小白的自我救赎
损失函数
nn包下提供了几种不同的损失函数,最简单的是nn.MSELoss,计算两者之间的平均方差值
output = net(input)网络训练得到的结果
target = torch.randn(10) # a dummy target, for example,标签
target = target.view(1, -1) # make it the same shape as output
criterion = nn.MSELoss()
loss = criterion(output, target)#一定要output在前面
print(loss)
沿着loss的反向传播方向,依次用.grad_fn属性,就可以得到如下所示的计算图.
input -> conv2d -> relu -> maxpool2d -> conv2d -> relu -> maxpool2d
-> view -> linear -> relu -> linear -> relu -> linear
-> MSELoss
-> loss
网络权重更新
The simplest update rule used in practice is the Stochastic Gradient Descent (SGD):
weight = weight - learning_rate * gradient
为满足不同更新规则,pytorch提供了一个包:torch.optim包含了 SGD, Nesterov-SGD, Adam, RMSProp等更新策略
使用方法也比较简单
import torch.optim as optim
# create your optimizer
optimizer = optim.SGD(net.parameters(), lr=0.01)
# in your training loop:
optimizer.zero_grad() # zero the gradient buffers
output = net(input)
loss = criterion(output, target)
loss.backward()
optimizer.step() # 更新参数
利用GPU训练网络
两部分:网络迁移到GPU,数据迁移到GPU
device = torch.device("cuda:0" if torch.cuda.is_available() else "cpu")#看是否满足GPU运算
print(device)
net.to(device)#网络迁移
inputs, labels = data[0].to(device), data[1].to(device)#数据迁移
OUT:
cuda:0

物体位置标注条目:

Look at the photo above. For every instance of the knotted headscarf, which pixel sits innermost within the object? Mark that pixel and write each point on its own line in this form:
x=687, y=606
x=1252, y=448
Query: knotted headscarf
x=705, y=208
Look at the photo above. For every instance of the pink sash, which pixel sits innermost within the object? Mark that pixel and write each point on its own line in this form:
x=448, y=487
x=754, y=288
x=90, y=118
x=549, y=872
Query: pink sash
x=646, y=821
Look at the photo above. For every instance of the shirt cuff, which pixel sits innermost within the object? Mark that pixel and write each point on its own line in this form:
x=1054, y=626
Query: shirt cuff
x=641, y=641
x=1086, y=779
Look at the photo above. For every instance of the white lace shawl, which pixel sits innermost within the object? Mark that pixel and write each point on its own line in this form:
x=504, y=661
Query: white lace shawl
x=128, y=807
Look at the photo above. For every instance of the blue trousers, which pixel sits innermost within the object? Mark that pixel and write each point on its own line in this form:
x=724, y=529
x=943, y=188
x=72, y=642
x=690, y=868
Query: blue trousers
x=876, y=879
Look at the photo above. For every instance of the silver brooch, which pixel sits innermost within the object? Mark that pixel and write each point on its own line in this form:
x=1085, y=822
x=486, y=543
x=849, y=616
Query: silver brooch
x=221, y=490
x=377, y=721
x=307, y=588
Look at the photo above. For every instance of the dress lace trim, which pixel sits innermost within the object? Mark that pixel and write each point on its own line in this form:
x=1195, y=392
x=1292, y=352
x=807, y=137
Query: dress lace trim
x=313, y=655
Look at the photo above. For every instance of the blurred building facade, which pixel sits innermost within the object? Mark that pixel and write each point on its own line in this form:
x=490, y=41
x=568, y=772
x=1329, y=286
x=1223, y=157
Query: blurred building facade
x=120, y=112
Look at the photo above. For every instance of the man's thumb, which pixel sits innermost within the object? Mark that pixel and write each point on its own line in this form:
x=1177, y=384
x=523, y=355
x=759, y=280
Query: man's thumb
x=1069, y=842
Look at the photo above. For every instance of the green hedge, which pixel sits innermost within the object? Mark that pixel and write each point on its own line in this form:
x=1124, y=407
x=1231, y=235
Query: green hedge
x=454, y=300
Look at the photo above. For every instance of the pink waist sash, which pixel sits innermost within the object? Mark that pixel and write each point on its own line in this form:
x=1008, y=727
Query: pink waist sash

**待做任务**.
1. 根据这篇 PyTorch 教程节选回答:
(a) nn 包中最简单的损失函数是哪一个?
(b) torch.optim 包含了哪些更新策略?
(c) 利用 GPU 训练网络分为哪两部分?
2. 把数据行中的“silver brooch”改为“gold brooch”,其余不变。从含有“Look at the photo above. For every instance of the blue”的那一行开始,到含有“x=307, y=588”的那一行为止,只写出这些行。

**练习答案**.
1.
(a) nn.MSELoss
(b) SGD、Nesterov-SGD、Adam、RMSProp 等
(c) 网络迁移到 GPU,数据迁移到 GPU

2.
Look at the photo above. For every instance of the blue trousers, which pixel sits innermost within the object? Mark that pixel and write each point on its own line in this form:
x=724, y=529
x=943, y=188
x=72, y=642
x=690, y=868
Query: blue trousers
x=876, y=879
Look at the photo above. For every instance of the gold brooch, which pixel sits innermost within the object? Mark that pixel and write each point on its own line in this form:
x=1085, y=822
x=486, y=543
x=849, y=616
Query: gold brooch
x=221, y=490
x=377, y=721
x=307, y=588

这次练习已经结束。